WHAT THE TASK REQUIRES ▸ Extract every line of the records below and reproduce each one verbatim, in its original order.

◇ ◇ ◇

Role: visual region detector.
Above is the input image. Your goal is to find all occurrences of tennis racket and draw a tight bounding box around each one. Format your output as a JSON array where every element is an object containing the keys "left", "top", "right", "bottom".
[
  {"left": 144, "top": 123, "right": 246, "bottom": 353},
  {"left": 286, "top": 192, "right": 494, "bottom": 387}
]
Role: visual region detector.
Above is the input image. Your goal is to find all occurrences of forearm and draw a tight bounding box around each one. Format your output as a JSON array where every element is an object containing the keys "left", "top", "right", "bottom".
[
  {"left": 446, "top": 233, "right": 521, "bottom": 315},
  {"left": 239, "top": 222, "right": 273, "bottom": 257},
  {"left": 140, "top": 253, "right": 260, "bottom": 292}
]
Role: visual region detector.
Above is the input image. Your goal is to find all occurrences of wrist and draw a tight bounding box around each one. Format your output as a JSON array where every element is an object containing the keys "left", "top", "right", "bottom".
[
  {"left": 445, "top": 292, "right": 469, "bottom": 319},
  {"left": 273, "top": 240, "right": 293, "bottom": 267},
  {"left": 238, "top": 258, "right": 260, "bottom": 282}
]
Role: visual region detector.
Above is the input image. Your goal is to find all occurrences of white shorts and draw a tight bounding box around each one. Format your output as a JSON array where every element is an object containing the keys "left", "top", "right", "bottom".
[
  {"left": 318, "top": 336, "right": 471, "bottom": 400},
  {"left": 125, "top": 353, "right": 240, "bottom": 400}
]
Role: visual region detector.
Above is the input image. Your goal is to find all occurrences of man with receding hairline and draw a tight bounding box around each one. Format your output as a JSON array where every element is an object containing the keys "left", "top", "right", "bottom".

◇ ◇ ◇

RESULT ▸
Role: visual region detector.
Above is the input image. Your goal is to find all occurrences of tennis racket and draw a tight bounding box around each one. Format your output as a JSON array where every element is an object containing the keys "left", "top", "right", "bottom".
[
  {"left": 144, "top": 123, "right": 246, "bottom": 353},
  {"left": 286, "top": 192, "right": 494, "bottom": 387}
]
Role: visual region detector.
Above is the input image. Your goal is to find all occurrences of forearm and draw a tight bounding box around each one. Format your output as a JSON array where every element is an object containing the keys "left", "top", "right", "bottom".
[
  {"left": 446, "top": 233, "right": 521, "bottom": 315},
  {"left": 239, "top": 222, "right": 273, "bottom": 257},
  {"left": 140, "top": 253, "right": 260, "bottom": 292}
]
Role: visual region detector.
Above is the input image. Your goal is to find all occurrences of wrist and draw a tight bounding box around each one. Format your output as a JSON array where every element is an object containing the keys "left", "top", "right", "bottom".
[
  {"left": 445, "top": 292, "right": 469, "bottom": 319},
  {"left": 273, "top": 240, "right": 293, "bottom": 267},
  {"left": 238, "top": 258, "right": 260, "bottom": 282}
]
Role: visual region detector.
Above is the input image. Your goal is to find all occurrences of white shorts and draw a tight bounding box around each one. Format your output as a JSON array where every element is an object containing the keys "left", "top", "right", "bottom".
[
  {"left": 318, "top": 336, "right": 471, "bottom": 400},
  {"left": 125, "top": 353, "right": 240, "bottom": 400}
]
Role: visual region detector.
Above is the input image. Your goal is to find all occurrences of man with receding hairline and draw a tight bounding box around each one. Format your output as a JSON array where every element is an object containing the keys "left", "top", "right", "bottom".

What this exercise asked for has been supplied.